Selection:
○ ○ ○
The inspiration for Cavour’s liberalism was Great Britain, as it was to many European
liberals. He was an admirer of Peel - moderately liberal, cautiously reformist,
presiding over a developing economy, founded on a policy of free trade, conservative
but progressive. When Cavour became Prime Minister of Piedmont (technically called
the Kingdom of Sardinia ruled by the royal House of Savoy) in 1852, these were the
policies he promoted. But another issue came to dominate Cavour’s premiership:
Italian Unification. Nationalist feeling was on the rise. It had erupted into widespread,
but unsuccessful, revolutions in 1848. Cavour was worried about the threat that
Italian nationalism could present to Piedmont. Mazzini’s aim was a democratic
republic of Italy; Cavour was implacably hostile to this. On the other hand, Piedmont
was the strongest state in Northern Italy. Could it take the initiative by exploiting the
rise of nationalism and using it to challenge Austrian rule in the northern provinces of
Lombardy and Venetia?
○ ○ ○
Data shown:
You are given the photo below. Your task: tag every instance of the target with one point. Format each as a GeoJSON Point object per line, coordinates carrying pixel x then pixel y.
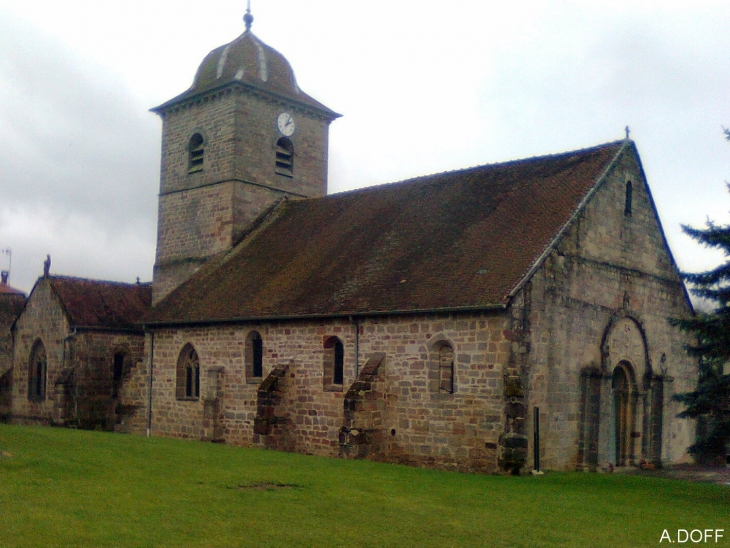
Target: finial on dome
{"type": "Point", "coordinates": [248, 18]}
○ ○ ○
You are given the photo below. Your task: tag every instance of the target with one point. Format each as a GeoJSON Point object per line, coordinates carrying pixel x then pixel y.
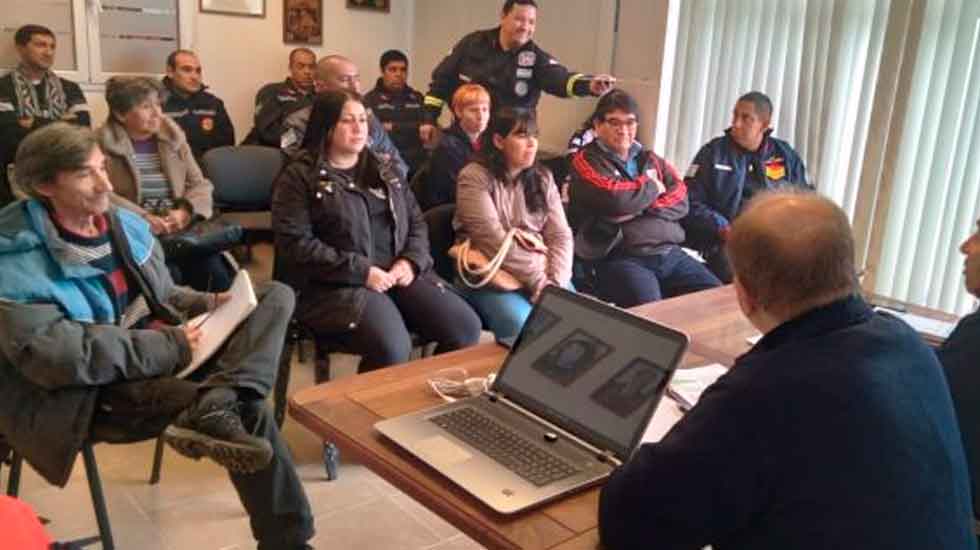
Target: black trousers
○ ○ ○
Task to complete:
Resume the passage on Cavour and Italian unification, writing on from its final sentence.

Written response:
The inspiration for Lincoln’s liberalism was the American Revolution and the
Founding Fathers. Born in 1809, he was brought up in poverty in the meritocratic
world of commercial farming, mostly in Indiana, and worked his way up to become a
successful corporate lawyer (often representing railway companies) and rising
politician in Springfield, Illinois. He inevitably became embroiled in the slow-burning
issue that increasingly defined the shape of American politics from the 1850’s:
slavery. He was elected to the Illinois state legislature, then the House of
Representatives for Illinois. He became a leading member of the Whig Party and the
new Republican Party which replaced it and was elected President in 1860. The
Republican Party was Northern and anti-slavery, and Lincoln’s election as president
was the event which triggered the secession of the slave-owing South from the
Union, fearing that the Republicans were bent on abolishing slavery. In fact, the
Republicans were divided on the issue. Lincoln himself had never been an
abolitionist. Even now, as civil war loomed, his priority was not the moral issue of
slavery, but the nationalist issue of preserving of the Union.
Thus, for both Italy and America, national unity had become a key issue by the end of
the 1850’s. Cavour would go on to essentially create modern Italy, while Lincoln, by
defeating the South in the Civil War, reunited the United States and laid the
foundations for modern America.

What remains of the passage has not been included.